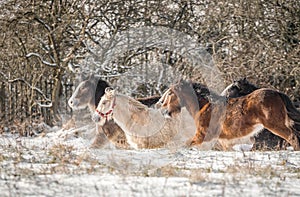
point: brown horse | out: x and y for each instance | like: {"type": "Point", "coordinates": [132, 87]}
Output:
{"type": "Point", "coordinates": [88, 94]}
{"type": "Point", "coordinates": [237, 118]}
{"type": "Point", "coordinates": [265, 139]}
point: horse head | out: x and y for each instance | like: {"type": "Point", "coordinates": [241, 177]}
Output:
{"type": "Point", "coordinates": [240, 87]}
{"type": "Point", "coordinates": [177, 96]}
{"type": "Point", "coordinates": [88, 93]}
{"type": "Point", "coordinates": [106, 106]}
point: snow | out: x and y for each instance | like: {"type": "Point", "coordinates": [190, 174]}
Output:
{"type": "Point", "coordinates": [61, 163]}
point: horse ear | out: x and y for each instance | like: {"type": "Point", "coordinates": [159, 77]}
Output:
{"type": "Point", "coordinates": [108, 89]}
{"type": "Point", "coordinates": [92, 76]}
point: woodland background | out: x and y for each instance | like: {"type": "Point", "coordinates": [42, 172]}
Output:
{"type": "Point", "coordinates": [44, 44]}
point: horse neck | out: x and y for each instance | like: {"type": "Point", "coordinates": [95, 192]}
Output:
{"type": "Point", "coordinates": [121, 110]}
{"type": "Point", "coordinates": [192, 106]}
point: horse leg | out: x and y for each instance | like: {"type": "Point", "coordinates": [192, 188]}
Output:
{"type": "Point", "coordinates": [284, 132]}
{"type": "Point", "coordinates": [100, 139]}
{"type": "Point", "coordinates": [202, 120]}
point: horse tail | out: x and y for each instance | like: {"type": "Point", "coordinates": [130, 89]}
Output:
{"type": "Point", "coordinates": [292, 111]}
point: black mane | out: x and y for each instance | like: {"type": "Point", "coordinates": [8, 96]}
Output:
{"type": "Point", "coordinates": [100, 90]}
{"type": "Point", "coordinates": [241, 87]}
+++
**Exercise aim:** Please reproduce all of the material above line for line, without any changes, and omit the pictures from your answer.

**Correct answer:**
point: brown horse | out: x and y for each instance | like: {"type": "Point", "coordinates": [132, 87]}
Output:
{"type": "Point", "coordinates": [88, 94]}
{"type": "Point", "coordinates": [237, 118]}
{"type": "Point", "coordinates": [265, 139]}
point: horse head | out: x and y for each instance | like: {"type": "Point", "coordinates": [241, 177]}
Output:
{"type": "Point", "coordinates": [240, 87]}
{"type": "Point", "coordinates": [177, 96]}
{"type": "Point", "coordinates": [88, 93]}
{"type": "Point", "coordinates": [106, 106]}
point: snow | out: x and y for each instance | like: {"type": "Point", "coordinates": [190, 174]}
Output:
{"type": "Point", "coordinates": [61, 163]}
point: horse ear | out: x and y for each instance | like: {"type": "Point", "coordinates": [159, 77]}
Output:
{"type": "Point", "coordinates": [108, 89]}
{"type": "Point", "coordinates": [92, 76]}
point: woodland background | out: x and y for each instance | like: {"type": "Point", "coordinates": [42, 172]}
Output:
{"type": "Point", "coordinates": [44, 44]}
point: horse neck | out: x and y for each instance | like: {"type": "Point", "coordinates": [95, 192]}
Output:
{"type": "Point", "coordinates": [121, 110]}
{"type": "Point", "coordinates": [192, 106]}
point: horse leg | out: x and y for each instance | like: {"type": "Point", "coordinates": [192, 188]}
Output:
{"type": "Point", "coordinates": [284, 132]}
{"type": "Point", "coordinates": [100, 139]}
{"type": "Point", "coordinates": [202, 120]}
point: horse tail | out: x and y for each instance | like: {"type": "Point", "coordinates": [130, 89]}
Output:
{"type": "Point", "coordinates": [292, 111]}
point: black mane | out: x and y for each instance | like: {"type": "Point", "coordinates": [8, 96]}
Output:
{"type": "Point", "coordinates": [100, 90]}
{"type": "Point", "coordinates": [241, 87]}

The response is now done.